--- START ---
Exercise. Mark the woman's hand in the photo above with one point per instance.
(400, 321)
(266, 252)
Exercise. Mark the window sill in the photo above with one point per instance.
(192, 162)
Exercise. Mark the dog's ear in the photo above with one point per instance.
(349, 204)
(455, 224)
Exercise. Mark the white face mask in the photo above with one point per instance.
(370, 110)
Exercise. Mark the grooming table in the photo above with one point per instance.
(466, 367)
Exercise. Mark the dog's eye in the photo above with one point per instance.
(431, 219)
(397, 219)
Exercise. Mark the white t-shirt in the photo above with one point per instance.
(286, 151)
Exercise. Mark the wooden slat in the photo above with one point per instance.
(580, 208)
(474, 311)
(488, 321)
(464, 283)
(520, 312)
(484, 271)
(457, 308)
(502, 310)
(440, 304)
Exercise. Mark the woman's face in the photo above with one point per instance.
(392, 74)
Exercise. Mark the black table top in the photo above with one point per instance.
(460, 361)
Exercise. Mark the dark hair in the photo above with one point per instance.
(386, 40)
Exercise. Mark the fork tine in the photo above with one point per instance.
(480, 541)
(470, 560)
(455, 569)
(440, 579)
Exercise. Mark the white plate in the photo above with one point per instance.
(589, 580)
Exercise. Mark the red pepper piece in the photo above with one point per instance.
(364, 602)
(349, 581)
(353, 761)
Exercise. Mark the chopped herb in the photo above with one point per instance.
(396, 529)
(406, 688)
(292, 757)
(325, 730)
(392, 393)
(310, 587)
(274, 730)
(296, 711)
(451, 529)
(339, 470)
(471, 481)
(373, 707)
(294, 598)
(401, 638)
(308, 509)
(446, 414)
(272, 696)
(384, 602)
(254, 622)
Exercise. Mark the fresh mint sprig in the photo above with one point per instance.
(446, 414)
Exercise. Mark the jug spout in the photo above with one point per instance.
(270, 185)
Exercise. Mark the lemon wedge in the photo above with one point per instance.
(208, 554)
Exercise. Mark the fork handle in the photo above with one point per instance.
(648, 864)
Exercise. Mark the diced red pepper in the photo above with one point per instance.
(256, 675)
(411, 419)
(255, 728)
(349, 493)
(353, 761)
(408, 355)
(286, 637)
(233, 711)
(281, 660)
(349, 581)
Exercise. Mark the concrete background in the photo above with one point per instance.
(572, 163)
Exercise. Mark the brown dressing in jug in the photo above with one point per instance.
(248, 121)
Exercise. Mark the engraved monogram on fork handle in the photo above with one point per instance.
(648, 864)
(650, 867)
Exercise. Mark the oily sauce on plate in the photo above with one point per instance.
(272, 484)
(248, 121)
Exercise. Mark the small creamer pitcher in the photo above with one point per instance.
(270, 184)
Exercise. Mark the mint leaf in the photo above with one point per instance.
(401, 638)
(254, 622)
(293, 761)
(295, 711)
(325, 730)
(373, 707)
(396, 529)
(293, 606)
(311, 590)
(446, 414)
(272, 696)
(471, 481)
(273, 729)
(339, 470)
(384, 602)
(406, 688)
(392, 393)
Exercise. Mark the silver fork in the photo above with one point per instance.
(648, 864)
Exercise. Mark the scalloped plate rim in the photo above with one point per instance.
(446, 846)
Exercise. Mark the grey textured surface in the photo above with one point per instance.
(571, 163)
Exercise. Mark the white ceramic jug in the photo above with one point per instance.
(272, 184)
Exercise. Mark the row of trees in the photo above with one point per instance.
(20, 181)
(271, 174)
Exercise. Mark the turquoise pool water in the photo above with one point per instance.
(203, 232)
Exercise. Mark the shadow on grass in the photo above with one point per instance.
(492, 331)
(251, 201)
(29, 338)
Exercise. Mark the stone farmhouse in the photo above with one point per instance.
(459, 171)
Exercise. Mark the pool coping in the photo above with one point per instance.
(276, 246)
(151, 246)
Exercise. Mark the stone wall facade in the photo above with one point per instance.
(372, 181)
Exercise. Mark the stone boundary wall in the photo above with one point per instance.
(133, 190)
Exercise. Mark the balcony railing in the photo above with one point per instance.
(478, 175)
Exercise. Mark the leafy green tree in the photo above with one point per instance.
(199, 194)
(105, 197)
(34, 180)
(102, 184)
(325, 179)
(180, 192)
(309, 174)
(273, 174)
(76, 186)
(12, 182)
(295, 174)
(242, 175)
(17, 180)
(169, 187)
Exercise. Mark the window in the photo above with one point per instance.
--- END ---
__Exercise__
A word-for-word copy of the data is what should be returned.

__Task solution__
Exercise. Mark the woman's hand in the photo above with one point per instance.
(400, 321)
(266, 252)
Exercise. Mark the window sill in the photo above with one point per instance.
(192, 162)
Exercise. Mark the dog's ear in the photo above with one point per instance.
(349, 204)
(455, 224)
Exercise. Mark the white face mask in the photo above with one point per instance.
(370, 110)
Exercise. Mark the grooming table in the photo above with one point per instance.
(466, 367)
Exercise. Mark the dog's eye in the photo above with one point per instance.
(431, 219)
(397, 219)
Exercise. Mark the white t-shirt in the photo above with one point per instance.
(286, 151)
Exercise. Mark the wooden slat in the photo above with one point per instance.
(580, 208)
(474, 311)
(488, 321)
(464, 283)
(520, 312)
(484, 271)
(457, 308)
(502, 310)
(440, 304)
Exercise. Mark the woman's face in the photo above with one point per instance.
(392, 74)
Exercise. Mark the black table top in the photo above with one point per instance.
(460, 361)
Exercise. Mark the dark hair in the photo above with one point per instance.
(386, 40)
Exercise. Mark the fork tine in the photo above with one point per instance.
(480, 541)
(470, 560)
(455, 569)
(440, 579)
Exercise. Mark the white plate in the photo above with one point per instance.
(589, 580)
Exercise. Mark the red pepper piece in the photo above with one point per instance.
(364, 602)
(349, 581)
(353, 761)
Exercise. Mark the chopped herb in the photo above with one point per instance.
(396, 529)
(406, 688)
(292, 757)
(325, 730)
(392, 393)
(310, 587)
(274, 730)
(296, 711)
(451, 529)
(339, 470)
(471, 481)
(373, 707)
(294, 598)
(401, 638)
(308, 509)
(446, 414)
(272, 696)
(384, 602)
(254, 622)
Exercise. Mark the fresh mint sprig in the photo above with one point per instance.
(446, 414)
Exercise. Mark the jug spout in the photo above with one point per instance.
(270, 185)
Exercise. Mark the lemon wedge in the photo above with one point per instance.
(208, 554)
Exercise. Mark the fork handle in the photo above with one point per instance.
(648, 864)
Exercise. Mark the diced red pepper in the photo above with one point per instance.
(256, 675)
(411, 419)
(255, 728)
(349, 493)
(353, 761)
(408, 355)
(286, 637)
(233, 711)
(281, 660)
(349, 581)
Exercise. Mark the concrete background in the photo above with one point per instance.
(572, 163)
Exercise. Mark the brown dressing in jug in the photo above with one point per instance.
(248, 121)
Exercise. Mark the engraved monogram on fork handle in the photo above with one point per instance.
(648, 864)
(650, 867)
Exercise. Mark the oily sauce on plate in the photo above with one point per instance.
(272, 484)
(248, 121)
Exercise. Mark the small creamer pitcher in the photo above with one point per instance.
(270, 184)
Exercise. Mark the mint leaf in the photo above with one point per instance.
(401, 638)
(254, 622)
(293, 761)
(295, 711)
(325, 730)
(373, 707)
(396, 529)
(293, 606)
(311, 590)
(446, 414)
(272, 696)
(471, 481)
(273, 729)
(339, 470)
(384, 602)
(406, 688)
(392, 393)
Exercise. Mark the silver fork in the photo above with one point per instance.
(648, 864)
Exercise. Mark the scalloped plate rim in the photo above with one point per instance.
(446, 846)
Exercise. Mark the grey textured surface in the photo above with one point per instance.
(571, 163)
Exercise. Mark the white ceramic jug in the photo above with one point per instance.
(272, 184)
Exercise. Mark the row of trees in the photo above with one point per instance.
(20, 181)
(271, 174)
Exercise. Mark the turquoise pool water in the photo above with one point per instance.
(203, 232)
Exercise. Mark the shadow on grass in the photo above with one point per instance.
(492, 331)
(251, 201)
(29, 338)
Exercise. Mark the stone farmhouse in the photo above with one point per instance.
(459, 171)
Exercise. Mark the pool coping in the photo above with one point per instance.
(276, 246)
(151, 246)
Exercise. Mark the stone wall facade in the photo above with one point per instance.
(372, 181)
Exercise. Mark the stone boundary wall in the photo above with one point per instance.
(133, 190)
Exercise. Mark the balcony railing in the photo above with one point per instance.
(478, 175)
Exercise. Mark the leafy green tree in the photo above with one point per instance.
(199, 194)
(105, 197)
(34, 180)
(102, 184)
(325, 179)
(180, 192)
(309, 174)
(273, 174)
(76, 186)
(12, 182)
(295, 174)
(242, 175)
(17, 180)
(169, 187)
Exercise. Mark the window in the photo above with one point per instance.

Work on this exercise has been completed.